Task to complete:
Print out the entries below with no edits.

Exercise material:
__________

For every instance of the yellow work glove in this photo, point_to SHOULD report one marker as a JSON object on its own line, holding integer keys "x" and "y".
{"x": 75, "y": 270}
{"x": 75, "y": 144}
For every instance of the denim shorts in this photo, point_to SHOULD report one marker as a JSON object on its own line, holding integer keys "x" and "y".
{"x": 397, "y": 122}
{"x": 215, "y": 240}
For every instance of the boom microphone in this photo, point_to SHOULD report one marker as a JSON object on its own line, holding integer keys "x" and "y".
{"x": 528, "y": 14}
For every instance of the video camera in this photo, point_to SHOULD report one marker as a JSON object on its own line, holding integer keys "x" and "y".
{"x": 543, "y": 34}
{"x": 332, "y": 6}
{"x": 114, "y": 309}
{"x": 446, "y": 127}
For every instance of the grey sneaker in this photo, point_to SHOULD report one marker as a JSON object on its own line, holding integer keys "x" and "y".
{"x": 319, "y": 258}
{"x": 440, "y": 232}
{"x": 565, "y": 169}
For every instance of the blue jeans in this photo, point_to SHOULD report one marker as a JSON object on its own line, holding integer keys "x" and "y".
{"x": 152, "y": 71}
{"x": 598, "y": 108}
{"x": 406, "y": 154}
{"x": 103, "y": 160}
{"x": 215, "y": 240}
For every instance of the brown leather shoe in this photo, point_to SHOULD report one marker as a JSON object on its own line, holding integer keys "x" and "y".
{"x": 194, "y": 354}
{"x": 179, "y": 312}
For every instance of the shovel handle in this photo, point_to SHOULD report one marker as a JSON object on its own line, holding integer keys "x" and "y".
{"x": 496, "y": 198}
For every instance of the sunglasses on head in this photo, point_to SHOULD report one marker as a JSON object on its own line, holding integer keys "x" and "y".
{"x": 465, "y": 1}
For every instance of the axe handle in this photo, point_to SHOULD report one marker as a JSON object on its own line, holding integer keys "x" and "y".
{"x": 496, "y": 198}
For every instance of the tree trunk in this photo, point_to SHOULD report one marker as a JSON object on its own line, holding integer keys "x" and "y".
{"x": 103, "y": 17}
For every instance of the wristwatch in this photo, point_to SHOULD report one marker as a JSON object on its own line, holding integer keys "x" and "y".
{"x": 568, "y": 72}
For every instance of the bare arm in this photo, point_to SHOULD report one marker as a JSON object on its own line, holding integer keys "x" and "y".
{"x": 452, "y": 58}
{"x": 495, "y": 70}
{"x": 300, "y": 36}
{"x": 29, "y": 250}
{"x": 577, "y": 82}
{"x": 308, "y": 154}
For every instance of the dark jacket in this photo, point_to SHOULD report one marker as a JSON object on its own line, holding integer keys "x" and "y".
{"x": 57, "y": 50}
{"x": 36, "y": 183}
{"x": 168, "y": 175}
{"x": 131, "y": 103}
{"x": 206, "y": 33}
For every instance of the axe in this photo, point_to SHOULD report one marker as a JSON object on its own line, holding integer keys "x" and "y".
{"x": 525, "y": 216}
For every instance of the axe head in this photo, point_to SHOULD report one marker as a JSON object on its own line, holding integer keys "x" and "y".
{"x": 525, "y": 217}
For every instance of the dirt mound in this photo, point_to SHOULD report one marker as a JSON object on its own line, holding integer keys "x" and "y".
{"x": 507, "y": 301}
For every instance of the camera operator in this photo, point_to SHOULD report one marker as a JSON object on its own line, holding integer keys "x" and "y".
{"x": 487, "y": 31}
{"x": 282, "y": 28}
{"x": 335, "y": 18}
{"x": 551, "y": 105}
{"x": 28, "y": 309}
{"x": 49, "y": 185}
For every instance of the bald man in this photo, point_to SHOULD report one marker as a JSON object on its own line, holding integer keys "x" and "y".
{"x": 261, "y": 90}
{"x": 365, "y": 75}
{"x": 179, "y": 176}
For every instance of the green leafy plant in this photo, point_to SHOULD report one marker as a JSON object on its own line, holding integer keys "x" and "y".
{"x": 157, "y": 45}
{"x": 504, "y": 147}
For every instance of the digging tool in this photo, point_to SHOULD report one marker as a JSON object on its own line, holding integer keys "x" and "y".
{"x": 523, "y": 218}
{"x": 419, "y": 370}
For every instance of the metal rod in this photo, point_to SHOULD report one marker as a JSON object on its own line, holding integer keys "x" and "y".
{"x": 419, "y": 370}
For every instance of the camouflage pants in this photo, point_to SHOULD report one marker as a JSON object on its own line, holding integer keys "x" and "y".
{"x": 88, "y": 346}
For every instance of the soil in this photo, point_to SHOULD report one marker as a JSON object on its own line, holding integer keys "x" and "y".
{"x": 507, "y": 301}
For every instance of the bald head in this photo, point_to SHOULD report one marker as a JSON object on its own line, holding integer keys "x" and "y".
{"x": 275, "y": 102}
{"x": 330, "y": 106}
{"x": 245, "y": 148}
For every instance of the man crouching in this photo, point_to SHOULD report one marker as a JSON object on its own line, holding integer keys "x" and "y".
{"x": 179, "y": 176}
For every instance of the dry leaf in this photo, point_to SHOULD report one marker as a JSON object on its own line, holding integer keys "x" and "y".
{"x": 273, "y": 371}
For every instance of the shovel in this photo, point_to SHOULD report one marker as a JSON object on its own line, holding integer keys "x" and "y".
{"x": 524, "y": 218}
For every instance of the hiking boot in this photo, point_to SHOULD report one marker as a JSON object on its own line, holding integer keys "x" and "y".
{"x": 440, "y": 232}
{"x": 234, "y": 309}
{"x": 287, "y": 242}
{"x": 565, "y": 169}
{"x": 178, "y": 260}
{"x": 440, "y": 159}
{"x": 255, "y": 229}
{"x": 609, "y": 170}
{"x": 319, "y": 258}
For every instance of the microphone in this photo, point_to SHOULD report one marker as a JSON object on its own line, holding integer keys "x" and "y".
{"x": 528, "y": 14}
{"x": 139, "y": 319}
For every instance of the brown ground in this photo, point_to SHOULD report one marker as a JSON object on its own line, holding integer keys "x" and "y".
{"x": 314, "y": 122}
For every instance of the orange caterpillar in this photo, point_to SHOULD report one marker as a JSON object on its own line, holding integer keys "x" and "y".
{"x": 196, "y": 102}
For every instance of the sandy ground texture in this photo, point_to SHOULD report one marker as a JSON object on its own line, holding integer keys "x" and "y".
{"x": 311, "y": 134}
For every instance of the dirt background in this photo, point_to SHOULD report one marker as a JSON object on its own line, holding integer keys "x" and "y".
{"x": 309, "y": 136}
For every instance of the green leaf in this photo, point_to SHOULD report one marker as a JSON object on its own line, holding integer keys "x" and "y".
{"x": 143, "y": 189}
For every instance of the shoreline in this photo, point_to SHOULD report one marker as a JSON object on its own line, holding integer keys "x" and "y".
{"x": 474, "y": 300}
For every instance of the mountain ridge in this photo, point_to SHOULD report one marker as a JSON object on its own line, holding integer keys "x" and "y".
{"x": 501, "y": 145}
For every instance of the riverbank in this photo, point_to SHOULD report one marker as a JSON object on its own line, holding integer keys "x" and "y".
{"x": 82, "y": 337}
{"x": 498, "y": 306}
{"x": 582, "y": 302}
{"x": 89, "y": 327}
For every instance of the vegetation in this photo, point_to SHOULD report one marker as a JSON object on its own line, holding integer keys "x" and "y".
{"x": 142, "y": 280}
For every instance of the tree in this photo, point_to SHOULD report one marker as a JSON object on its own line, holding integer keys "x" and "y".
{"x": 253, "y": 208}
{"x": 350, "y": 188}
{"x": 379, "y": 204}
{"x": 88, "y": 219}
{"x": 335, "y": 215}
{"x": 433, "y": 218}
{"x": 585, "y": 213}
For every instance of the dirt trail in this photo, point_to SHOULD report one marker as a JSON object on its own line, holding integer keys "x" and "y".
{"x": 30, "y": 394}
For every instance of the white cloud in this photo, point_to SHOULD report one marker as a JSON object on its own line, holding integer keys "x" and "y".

__________

Output of the exercise:
For every instance of the yellow work glove in this photo, point_to SHOULD report one marker as a JSON object on its own line, holding integer keys "x" and "y".
{"x": 75, "y": 270}
{"x": 75, "y": 144}
For every instance of the denim shorts in this photo, point_to SHOULD report one marker as a JSON object on its own line, holding integer keys "x" and "y".
{"x": 397, "y": 122}
{"x": 215, "y": 240}
For every instance of the boom microphone in this photo, point_to SHOULD report one marker as a JSON object on its own line, holding integer keys "x" and "y".
{"x": 528, "y": 14}
For every instance of the video camera in this photo, point_to SHOULD report one marker as a JSON object on its own line, holding integer keys "x" and "y".
{"x": 543, "y": 34}
{"x": 332, "y": 6}
{"x": 114, "y": 309}
{"x": 446, "y": 127}
For every instance of the grey sneaker in this photo, point_to SHOULD report one marker as a JSON object on its own line, holding integer keys "x" and "y".
{"x": 319, "y": 258}
{"x": 440, "y": 232}
{"x": 565, "y": 169}
For every instance of the blue jeans in this photo, point_to SHOULD report one marker as a JSON object on its own line, holding integer keys "x" and "y".
{"x": 152, "y": 71}
{"x": 598, "y": 108}
{"x": 406, "y": 154}
{"x": 103, "y": 160}
{"x": 215, "y": 240}
For every instance of the brown leather shoe in this photo, point_to SHOULD report one marker as a JSON object on its own line, holding integer keys "x" and "y".
{"x": 194, "y": 354}
{"x": 179, "y": 312}
For every instance of the shovel handle in this photo, point_to SHOULD report one marker as a JSON object on its own line, holding integer keys "x" and "y".
{"x": 496, "y": 198}
For every instance of the sunglasses on head in this photo, point_to SHOULD report one marker as a JSON object on its own line, holding integer keys "x" and "y".
{"x": 465, "y": 1}
For every instance of the axe handle in this photo, point_to SHOULD report one marker as a JSON object on its own line, holding integer keys "x" and "y".
{"x": 496, "y": 198}
For every instance of the tree trunk in this photo, point_to SHOULD report one marker as a JSON object on its own line, holding integer keys "x" and "y".
{"x": 103, "y": 17}
For every instance of the wristwatch in this photo, point_to SHOULD report one marker as a JSON object on its own line, holding integer keys "x" and "y".
{"x": 568, "y": 72}
For every instance of the bare arm in this photo, point_to SHOULD report one marker as a JSON object on its own line, holding integer keys "x" and "y".
{"x": 452, "y": 58}
{"x": 495, "y": 70}
{"x": 300, "y": 36}
{"x": 29, "y": 250}
{"x": 577, "y": 82}
{"x": 308, "y": 154}
For every instance of the dark jacket in this photo, point_to SHOULD report one marker as a JSON object on its own line, holding integer keys "x" and "y".
{"x": 57, "y": 50}
{"x": 36, "y": 183}
{"x": 168, "y": 175}
{"x": 131, "y": 103}
{"x": 206, "y": 33}
For every instance of the axe in this photo, point_to SHOULD report one marker as a JSON object on its own line, holding integer keys "x" and "y".
{"x": 525, "y": 216}
For every instance of the axe head in this photo, point_to SHOULD report one marker as a JSON object on its own line, holding integer keys "x" and "y".
{"x": 525, "y": 217}
For every instance of the dirt mound in this photo, point_to SHOULD report one marker as a JSON object on its own line, holding integer keys "x" and "y".
{"x": 507, "y": 301}
For every instance of the camera operator in this photo, point_to SHOULD report one marker as a JSON object on its own line, holding integer keys "x" and "y".
{"x": 487, "y": 31}
{"x": 282, "y": 28}
{"x": 335, "y": 18}
{"x": 551, "y": 105}
{"x": 28, "y": 309}
{"x": 49, "y": 185}
For every instance of the bald man in this photo, point_to SHOULD report one marker as a JSON object on its own line, holding integer keys "x" and "y".
{"x": 261, "y": 90}
{"x": 365, "y": 75}
{"x": 179, "y": 176}
For every instance of the green leafy plant in this photo, point_to SHOULD report one marker as a JSON object on its own line, holding integer keys "x" and "y".
{"x": 157, "y": 45}
{"x": 504, "y": 147}
For every instance of the digging tool in this photo, point_to SHOULD report one marker as a JSON object on its own line, holding integer keys "x" and "y".
{"x": 523, "y": 218}
{"x": 419, "y": 370}
For every instance of the metal rod in this photo, point_to SHOULD report one marker as a JSON object on its own line, holding integer keys "x" and "y".
{"x": 419, "y": 370}
For every instance of the camouflage pants in this photo, point_to SHOULD report one marker as a JSON object on its own line, holding integer keys "x" and "y".
{"x": 88, "y": 346}
For every instance of the soil in this photo, point_to SHOULD report one marker as a JSON object on its own line, holding integer keys "x" and "y".
{"x": 507, "y": 301}
For every instance of the bald head in this photo, point_to SHOULD report one marker as a JSON object on its own line, holding integer keys "x" and "y".
{"x": 275, "y": 102}
{"x": 330, "y": 106}
{"x": 245, "y": 148}
For every instance of the man crouching in this photo, point_to SHOULD report one marker as a JSON object on its own line, holding integer keys "x" and "y".
{"x": 179, "y": 176}
For every instance of the dry leaf in this photo, point_to SHOULD report one marker as a JSON object on its own line, holding integer keys "x" and "y".
{"x": 273, "y": 371}
For every instance of the shovel in this photo, point_to SHOULD report one marker as a JSON object on its own line, holding integer keys "x" and "y".
{"x": 524, "y": 218}
For every instance of the hiking boot in this photo, point_to SHOULD report one marker as a JSON object on its own line, holding integer keys "x" and "y".
{"x": 440, "y": 232}
{"x": 234, "y": 309}
{"x": 287, "y": 242}
{"x": 565, "y": 169}
{"x": 178, "y": 260}
{"x": 440, "y": 159}
{"x": 255, "y": 229}
{"x": 609, "y": 170}
{"x": 319, "y": 258}
For every instance of the microphone in this photo, point_to SHOULD report one marker as a JSON object on its own line, holding integer keys "x" and "y".
{"x": 528, "y": 14}
{"x": 139, "y": 319}
For every instance of the brown ground in this photo, point_to SHOULD report one marker as a JSON object on its own line, holding integer keys "x" and "y".
{"x": 314, "y": 122}
For every instance of the orange caterpillar in this photo, point_to SHOULD report one marker as a JSON object on its own line, holding integer keys "x" and "y".
{"x": 196, "y": 102}
For every instance of the sandy ground texture in this photo, point_to SHOULD report one marker as a JSON object on its own line, holding integer keys "x" and "y".
{"x": 311, "y": 134}
For every instance of the dirt background in this photo, point_to SHOULD report one marker as a JSON object on its own line, holding integer keys "x" and "y".
{"x": 309, "y": 136}
For every instance of the green leaf in this photo, point_to SHOULD report one marker as a JSON object on its own line, holding integer keys "x" and "y".
{"x": 143, "y": 189}
For every instance of the shoreline in this photo, point_to SHOULD report one marker as a JSON object on its own line, holding integer keys "x" and "y".
{"x": 474, "y": 300}
For every instance of the mountain ridge in this photo, point_to SHOULD report one marker as a JSON object on its own line, holding integer keys "x" and "y".
{"x": 501, "y": 145}
For every instance of the riverbank in this photo, point_to SHOULD report one marker as a JSON object on its own line, holding integer keys "x" and "y".
{"x": 82, "y": 337}
{"x": 498, "y": 306}
{"x": 582, "y": 302}
{"x": 89, "y": 327}
For every instance of the vegetation in this photo, point_to SHOULD report one marker as a JSON object on its own line, holding integer keys "x" and "y".
{"x": 142, "y": 280}
For every instance of the tree in this photo, point_to SHOULD report one marker as a JSON object on its own line, holding integer keys "x" and "y".
{"x": 253, "y": 208}
{"x": 350, "y": 188}
{"x": 379, "y": 204}
{"x": 88, "y": 219}
{"x": 335, "y": 215}
{"x": 433, "y": 218}
{"x": 585, "y": 213}
For every instance of the dirt trail in this photo, point_to SHOULD report one marker as a JSON object on its own line, holding integer keys "x" and "y".
{"x": 30, "y": 394}
For every instance of the white cloud in this photo, point_to SHOULD report one marker as a JSON object on its own line, holding integer keys "x" and "y".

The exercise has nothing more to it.